[Stored records]
>>>>>

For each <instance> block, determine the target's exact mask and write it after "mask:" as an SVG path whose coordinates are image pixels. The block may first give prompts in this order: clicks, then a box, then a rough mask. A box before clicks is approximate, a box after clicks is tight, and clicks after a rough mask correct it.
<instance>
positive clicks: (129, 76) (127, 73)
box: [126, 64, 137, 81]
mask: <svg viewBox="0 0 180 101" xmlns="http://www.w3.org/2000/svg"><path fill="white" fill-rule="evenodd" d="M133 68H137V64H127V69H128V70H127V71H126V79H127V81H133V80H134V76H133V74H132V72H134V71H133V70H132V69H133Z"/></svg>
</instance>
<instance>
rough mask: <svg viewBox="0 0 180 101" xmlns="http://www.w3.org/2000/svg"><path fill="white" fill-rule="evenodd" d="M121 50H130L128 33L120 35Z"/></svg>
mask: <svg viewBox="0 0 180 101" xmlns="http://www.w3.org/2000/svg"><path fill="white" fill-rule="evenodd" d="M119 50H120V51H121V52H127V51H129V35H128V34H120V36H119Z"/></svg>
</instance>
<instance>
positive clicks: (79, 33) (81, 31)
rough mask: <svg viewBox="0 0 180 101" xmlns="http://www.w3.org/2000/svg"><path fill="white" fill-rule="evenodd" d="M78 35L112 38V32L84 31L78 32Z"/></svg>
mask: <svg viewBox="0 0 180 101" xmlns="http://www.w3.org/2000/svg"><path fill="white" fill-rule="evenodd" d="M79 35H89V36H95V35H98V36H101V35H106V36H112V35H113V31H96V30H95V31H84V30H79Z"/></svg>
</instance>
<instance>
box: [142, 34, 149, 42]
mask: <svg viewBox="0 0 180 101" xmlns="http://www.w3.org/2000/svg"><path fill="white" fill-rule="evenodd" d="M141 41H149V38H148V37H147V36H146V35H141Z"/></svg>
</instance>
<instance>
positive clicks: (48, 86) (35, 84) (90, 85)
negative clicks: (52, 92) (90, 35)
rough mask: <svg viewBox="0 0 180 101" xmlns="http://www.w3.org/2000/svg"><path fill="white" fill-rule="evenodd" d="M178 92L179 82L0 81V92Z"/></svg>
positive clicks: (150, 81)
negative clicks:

<<<<<

TASK PROMPT: Your task is to copy every line in the entries that holds the string "clicks".

TASK RESULT:
For each <instance> block, determine the target's exact mask and write it after "mask:" as an SVG path whose coordinates are image pixels. The block may first give prompts in this order: clicks, then a box, then a rough mask. A box before clicks is approximate, a box after clicks is tight, and clicks after a rough mask correct it.
positive clicks: (129, 76) (127, 73)
positive clicks: (79, 33) (81, 31)
positive clicks: (48, 86) (35, 84) (90, 85)
negative clicks: (52, 92) (90, 35)
positive clicks: (150, 81)
negative clicks:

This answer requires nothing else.